[BEGIN Available data]

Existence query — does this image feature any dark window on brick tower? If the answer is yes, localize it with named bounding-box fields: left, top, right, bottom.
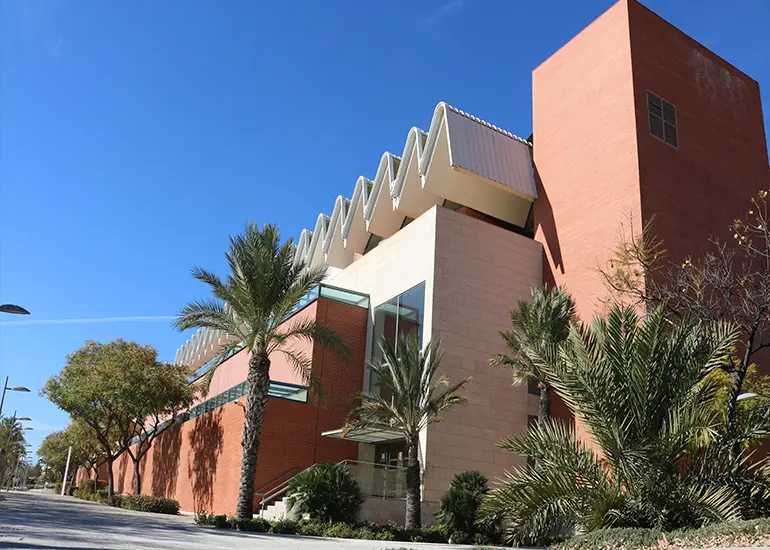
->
left=647, top=91, right=679, bottom=148
left=527, top=414, right=537, bottom=468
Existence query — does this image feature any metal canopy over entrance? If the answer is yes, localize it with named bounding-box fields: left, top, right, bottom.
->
left=321, top=428, right=404, bottom=443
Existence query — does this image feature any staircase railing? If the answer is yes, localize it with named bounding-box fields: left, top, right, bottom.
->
left=256, top=458, right=406, bottom=517
left=254, top=468, right=303, bottom=510
left=259, top=464, right=318, bottom=517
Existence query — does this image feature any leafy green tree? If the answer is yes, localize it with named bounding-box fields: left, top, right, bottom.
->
left=601, top=189, right=770, bottom=426
left=482, top=305, right=752, bottom=544
left=37, top=430, right=68, bottom=482
left=112, top=352, right=200, bottom=495
left=41, top=339, right=136, bottom=497
left=0, top=417, right=27, bottom=486
left=436, top=471, right=489, bottom=535
left=175, top=223, right=350, bottom=520
left=286, top=462, right=364, bottom=523
left=37, top=420, right=100, bottom=483
left=345, top=331, right=471, bottom=529
left=491, top=287, right=575, bottom=424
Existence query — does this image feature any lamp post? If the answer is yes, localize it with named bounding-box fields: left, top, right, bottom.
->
left=0, top=376, right=30, bottom=416
left=0, top=304, right=29, bottom=315
left=5, top=430, right=33, bottom=493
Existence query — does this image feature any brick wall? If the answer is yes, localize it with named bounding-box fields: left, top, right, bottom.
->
left=629, top=1, right=770, bottom=261
left=532, top=0, right=641, bottom=320
left=78, top=299, right=367, bottom=514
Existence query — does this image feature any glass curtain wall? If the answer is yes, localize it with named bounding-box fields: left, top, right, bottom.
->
left=369, top=282, right=425, bottom=395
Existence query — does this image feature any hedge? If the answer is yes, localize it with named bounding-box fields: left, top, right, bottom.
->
left=195, top=512, right=494, bottom=546
left=553, top=518, right=770, bottom=550
left=73, top=489, right=179, bottom=515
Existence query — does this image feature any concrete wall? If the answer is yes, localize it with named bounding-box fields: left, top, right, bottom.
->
left=329, top=207, right=437, bottom=470
left=629, top=1, right=770, bottom=262
left=424, top=208, right=543, bottom=501
left=78, top=299, right=367, bottom=514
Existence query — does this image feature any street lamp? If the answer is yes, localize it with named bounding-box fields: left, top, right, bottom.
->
left=5, top=426, right=34, bottom=493
left=0, top=304, right=29, bottom=315
left=735, top=392, right=759, bottom=401
left=0, top=376, right=30, bottom=415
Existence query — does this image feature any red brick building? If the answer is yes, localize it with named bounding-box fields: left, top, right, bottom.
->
left=76, top=0, right=770, bottom=520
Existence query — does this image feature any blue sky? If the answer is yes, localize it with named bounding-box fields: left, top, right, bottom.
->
left=0, top=0, right=770, bottom=462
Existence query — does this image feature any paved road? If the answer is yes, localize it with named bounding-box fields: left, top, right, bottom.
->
left=0, top=492, right=486, bottom=550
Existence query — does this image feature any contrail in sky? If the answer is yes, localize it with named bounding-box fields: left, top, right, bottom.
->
left=0, top=315, right=176, bottom=327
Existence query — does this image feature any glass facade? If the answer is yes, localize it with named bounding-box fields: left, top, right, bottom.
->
left=190, top=382, right=307, bottom=418
left=369, top=282, right=425, bottom=391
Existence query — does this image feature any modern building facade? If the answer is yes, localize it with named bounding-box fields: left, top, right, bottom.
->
left=79, top=0, right=770, bottom=520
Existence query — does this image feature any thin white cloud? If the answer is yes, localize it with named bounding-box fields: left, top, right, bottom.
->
left=0, top=315, right=176, bottom=327
left=25, top=422, right=65, bottom=433
left=422, top=0, right=463, bottom=25
left=51, top=36, right=64, bottom=59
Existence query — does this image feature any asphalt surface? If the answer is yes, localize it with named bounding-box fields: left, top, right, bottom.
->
left=0, top=492, right=488, bottom=550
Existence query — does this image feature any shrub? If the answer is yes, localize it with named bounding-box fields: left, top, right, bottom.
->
left=352, top=525, right=379, bottom=540
left=557, top=529, right=663, bottom=550
left=118, top=495, right=179, bottom=515
left=449, top=531, right=473, bottom=544
left=374, top=529, right=396, bottom=540
left=270, top=519, right=299, bottom=535
left=208, top=514, right=230, bottom=529
left=436, top=471, right=489, bottom=535
left=195, top=510, right=212, bottom=525
left=420, top=525, right=449, bottom=543
left=286, top=462, right=364, bottom=523
left=297, top=521, right=328, bottom=537
left=324, top=523, right=354, bottom=539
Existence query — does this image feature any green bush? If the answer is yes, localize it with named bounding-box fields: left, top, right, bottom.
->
left=324, top=523, right=356, bottom=539
left=270, top=519, right=299, bottom=535
left=351, top=525, right=379, bottom=540
left=422, top=525, right=449, bottom=543
left=113, top=495, right=179, bottom=515
left=194, top=510, right=212, bottom=525
left=449, top=531, right=473, bottom=544
left=286, top=462, right=364, bottom=523
left=436, top=471, right=489, bottom=535
left=297, top=521, right=328, bottom=537
left=374, top=529, right=396, bottom=540
left=244, top=518, right=270, bottom=533
left=554, top=518, right=770, bottom=550
left=555, top=528, right=663, bottom=550
left=209, top=514, right=230, bottom=529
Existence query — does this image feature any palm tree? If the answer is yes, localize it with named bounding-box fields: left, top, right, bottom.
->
left=175, top=223, right=349, bottom=519
left=345, top=331, right=471, bottom=529
left=490, top=286, right=575, bottom=424
left=482, top=305, right=740, bottom=544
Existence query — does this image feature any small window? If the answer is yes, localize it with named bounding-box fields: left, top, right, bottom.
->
left=527, top=414, right=537, bottom=469
left=647, top=91, right=679, bottom=148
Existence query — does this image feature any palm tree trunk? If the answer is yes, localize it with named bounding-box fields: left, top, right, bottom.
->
left=537, top=380, right=551, bottom=426
left=235, top=353, right=270, bottom=520
left=405, top=437, right=422, bottom=529
left=727, top=344, right=754, bottom=430
left=134, top=457, right=142, bottom=495
left=107, top=453, right=115, bottom=499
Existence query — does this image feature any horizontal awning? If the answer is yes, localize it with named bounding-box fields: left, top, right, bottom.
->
left=321, top=428, right=404, bottom=443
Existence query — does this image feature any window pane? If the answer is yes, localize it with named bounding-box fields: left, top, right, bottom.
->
left=664, top=122, right=679, bottom=147
left=398, top=283, right=425, bottom=345
left=650, top=113, right=663, bottom=139
left=663, top=101, right=676, bottom=124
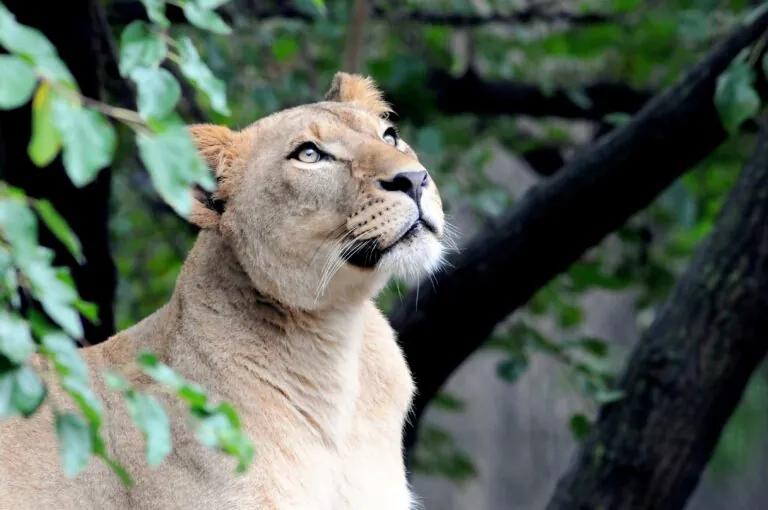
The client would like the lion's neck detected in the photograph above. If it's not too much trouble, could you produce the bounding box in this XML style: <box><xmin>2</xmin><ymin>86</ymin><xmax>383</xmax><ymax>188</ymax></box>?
<box><xmin>159</xmin><ymin>234</ymin><xmax>371</xmax><ymax>441</ymax></box>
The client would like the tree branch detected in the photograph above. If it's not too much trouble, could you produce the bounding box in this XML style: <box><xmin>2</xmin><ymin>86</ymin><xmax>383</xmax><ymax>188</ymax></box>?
<box><xmin>429</xmin><ymin>70</ymin><xmax>653</xmax><ymax>120</ymax></box>
<box><xmin>547</xmin><ymin>120</ymin><xmax>768</xmax><ymax>510</ymax></box>
<box><xmin>109</xmin><ymin>0</ymin><xmax>617</xmax><ymax>27</ymax></box>
<box><xmin>391</xmin><ymin>7</ymin><xmax>768</xmax><ymax>462</ymax></box>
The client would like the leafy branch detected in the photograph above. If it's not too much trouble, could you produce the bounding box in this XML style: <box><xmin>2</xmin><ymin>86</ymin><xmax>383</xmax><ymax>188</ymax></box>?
<box><xmin>0</xmin><ymin>0</ymin><xmax>254</xmax><ymax>484</ymax></box>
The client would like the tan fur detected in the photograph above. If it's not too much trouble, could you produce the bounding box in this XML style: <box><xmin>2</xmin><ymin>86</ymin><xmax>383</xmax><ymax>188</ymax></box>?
<box><xmin>0</xmin><ymin>73</ymin><xmax>443</xmax><ymax>510</ymax></box>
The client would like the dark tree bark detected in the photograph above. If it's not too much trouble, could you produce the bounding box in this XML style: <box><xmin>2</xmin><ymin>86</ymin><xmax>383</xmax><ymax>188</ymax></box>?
<box><xmin>547</xmin><ymin>120</ymin><xmax>768</xmax><ymax>510</ymax></box>
<box><xmin>109</xmin><ymin>0</ymin><xmax>615</xmax><ymax>26</ymax></box>
<box><xmin>390</xmin><ymin>7</ymin><xmax>768</xmax><ymax>462</ymax></box>
<box><xmin>0</xmin><ymin>0</ymin><xmax>116</xmax><ymax>343</ymax></box>
<box><xmin>429</xmin><ymin>70</ymin><xmax>653</xmax><ymax>121</ymax></box>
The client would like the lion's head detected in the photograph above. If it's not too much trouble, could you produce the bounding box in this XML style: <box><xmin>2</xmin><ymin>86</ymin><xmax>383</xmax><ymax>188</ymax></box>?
<box><xmin>190</xmin><ymin>73</ymin><xmax>444</xmax><ymax>309</ymax></box>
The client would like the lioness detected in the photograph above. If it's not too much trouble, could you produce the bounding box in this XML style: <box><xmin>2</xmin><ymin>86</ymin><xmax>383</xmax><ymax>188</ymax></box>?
<box><xmin>0</xmin><ymin>73</ymin><xmax>444</xmax><ymax>510</ymax></box>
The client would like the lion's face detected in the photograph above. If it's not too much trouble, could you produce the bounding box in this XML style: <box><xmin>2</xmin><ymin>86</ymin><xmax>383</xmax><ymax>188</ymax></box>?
<box><xmin>192</xmin><ymin>73</ymin><xmax>444</xmax><ymax>308</ymax></box>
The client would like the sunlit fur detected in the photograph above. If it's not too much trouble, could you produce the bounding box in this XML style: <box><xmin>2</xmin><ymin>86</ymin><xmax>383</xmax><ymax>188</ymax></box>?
<box><xmin>0</xmin><ymin>73</ymin><xmax>449</xmax><ymax>510</ymax></box>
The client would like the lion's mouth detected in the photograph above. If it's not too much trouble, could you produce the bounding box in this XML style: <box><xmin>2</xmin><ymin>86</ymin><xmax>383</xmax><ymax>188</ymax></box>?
<box><xmin>345</xmin><ymin>218</ymin><xmax>436</xmax><ymax>269</ymax></box>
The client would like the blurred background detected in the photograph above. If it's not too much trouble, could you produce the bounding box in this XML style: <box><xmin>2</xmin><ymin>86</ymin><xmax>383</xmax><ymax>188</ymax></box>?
<box><xmin>0</xmin><ymin>0</ymin><xmax>768</xmax><ymax>510</ymax></box>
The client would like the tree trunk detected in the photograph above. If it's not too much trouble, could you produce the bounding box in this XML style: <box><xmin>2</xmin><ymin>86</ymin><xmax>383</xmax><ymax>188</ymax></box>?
<box><xmin>0</xmin><ymin>0</ymin><xmax>117</xmax><ymax>343</ymax></box>
<box><xmin>547</xmin><ymin>118</ymin><xmax>768</xmax><ymax>510</ymax></box>
<box><xmin>390</xmin><ymin>8</ymin><xmax>768</xmax><ymax>462</ymax></box>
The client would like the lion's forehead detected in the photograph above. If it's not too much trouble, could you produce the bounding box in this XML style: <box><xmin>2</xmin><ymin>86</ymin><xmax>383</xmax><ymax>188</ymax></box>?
<box><xmin>252</xmin><ymin>102</ymin><xmax>383</xmax><ymax>141</ymax></box>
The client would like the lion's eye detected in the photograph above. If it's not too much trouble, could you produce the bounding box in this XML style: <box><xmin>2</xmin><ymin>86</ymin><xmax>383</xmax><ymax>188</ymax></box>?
<box><xmin>298</xmin><ymin>147</ymin><xmax>320</xmax><ymax>163</ymax></box>
<box><xmin>381</xmin><ymin>127</ymin><xmax>397</xmax><ymax>146</ymax></box>
<box><xmin>288</xmin><ymin>142</ymin><xmax>326</xmax><ymax>163</ymax></box>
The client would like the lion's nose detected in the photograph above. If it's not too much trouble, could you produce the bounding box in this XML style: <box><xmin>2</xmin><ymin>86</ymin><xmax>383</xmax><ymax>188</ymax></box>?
<box><xmin>379</xmin><ymin>170</ymin><xmax>429</xmax><ymax>205</ymax></box>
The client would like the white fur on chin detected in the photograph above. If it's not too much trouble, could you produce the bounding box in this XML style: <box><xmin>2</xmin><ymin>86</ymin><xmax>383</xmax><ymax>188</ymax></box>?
<box><xmin>377</xmin><ymin>230</ymin><xmax>444</xmax><ymax>284</ymax></box>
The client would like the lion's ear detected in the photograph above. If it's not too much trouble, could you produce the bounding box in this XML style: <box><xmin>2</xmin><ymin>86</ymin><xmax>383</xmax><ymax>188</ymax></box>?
<box><xmin>325</xmin><ymin>72</ymin><xmax>392</xmax><ymax>117</ymax></box>
<box><xmin>189</xmin><ymin>124</ymin><xmax>237</xmax><ymax>229</ymax></box>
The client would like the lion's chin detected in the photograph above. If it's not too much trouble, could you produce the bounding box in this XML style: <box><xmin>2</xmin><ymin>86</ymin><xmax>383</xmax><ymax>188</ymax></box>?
<box><xmin>376</xmin><ymin>229</ymin><xmax>443</xmax><ymax>283</ymax></box>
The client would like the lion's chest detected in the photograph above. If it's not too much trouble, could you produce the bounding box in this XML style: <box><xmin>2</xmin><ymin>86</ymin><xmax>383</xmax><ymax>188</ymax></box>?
<box><xmin>333</xmin><ymin>326</ymin><xmax>413</xmax><ymax>510</ymax></box>
<box><xmin>250</xmin><ymin>320</ymin><xmax>413</xmax><ymax>510</ymax></box>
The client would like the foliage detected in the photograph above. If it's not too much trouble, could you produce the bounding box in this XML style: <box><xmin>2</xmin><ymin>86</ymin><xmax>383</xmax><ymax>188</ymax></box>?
<box><xmin>0</xmin><ymin>0</ymin><xmax>254</xmax><ymax>484</ymax></box>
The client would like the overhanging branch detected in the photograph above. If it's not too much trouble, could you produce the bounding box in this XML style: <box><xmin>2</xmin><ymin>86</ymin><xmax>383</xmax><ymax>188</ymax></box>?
<box><xmin>547</xmin><ymin>120</ymin><xmax>768</xmax><ymax>510</ymax></box>
<box><xmin>109</xmin><ymin>0</ymin><xmax>617</xmax><ymax>27</ymax></box>
<box><xmin>429</xmin><ymin>70</ymin><xmax>653</xmax><ymax>120</ymax></box>
<box><xmin>391</xmin><ymin>8</ymin><xmax>768</xmax><ymax>458</ymax></box>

[END Available data]

Short task: Rewrite the lines of the entries from the line with "Existence query — does this image feature any street" up to and including the line with "left=51, top=36, right=64, bottom=59", replacing "Existence query" with "Presence check" and changing nothing else.

Task solution:
Presence check — does this image feature any street lamp? If the answer is yes, localize it with named bounding-box fields: left, top, right, bottom.
->
left=5, top=426, right=34, bottom=493
left=0, top=304, right=29, bottom=315
left=735, top=392, right=759, bottom=401
left=0, top=376, right=30, bottom=415
Presence check — does this image feature any red brick building? If the answer is yes, localize it with named bounding-box fields: left, top, right, bottom.
->
left=76, top=0, right=770, bottom=520
Presence check — does this image feature any blue sky? If the answer is yes, localize it with named bounding-box fields: left, top, right, bottom.
->
left=0, top=0, right=770, bottom=462
Presence check — does this image feature any paved road? If the answer is yes, localize it with named bounding-box fields: left, top, right, bottom.
->
left=0, top=492, right=486, bottom=550
Presence check — does this image feature any contrail in sky? If the answer is yes, localize it with named bounding-box fields: left, top, right, bottom.
->
left=0, top=315, right=176, bottom=327
Presence check — does this image feature any glass facade? If the answer is yes, localize it with named bounding-box fields: left, top, right, bottom.
->
left=190, top=382, right=307, bottom=418
left=369, top=282, right=425, bottom=391
Presence check — does this image feature any modern building facade? If the answer is yes, localize it with named bounding-box fields: left, top, right, bottom.
->
left=79, top=0, right=770, bottom=520
Presence check — does this image feature any thin white cloud? If the answer is yes, localize it with named bounding-box fields: left, top, right, bottom.
->
left=0, top=315, right=176, bottom=327
left=25, top=422, right=65, bottom=433
left=422, top=0, right=463, bottom=25
left=51, top=36, right=64, bottom=59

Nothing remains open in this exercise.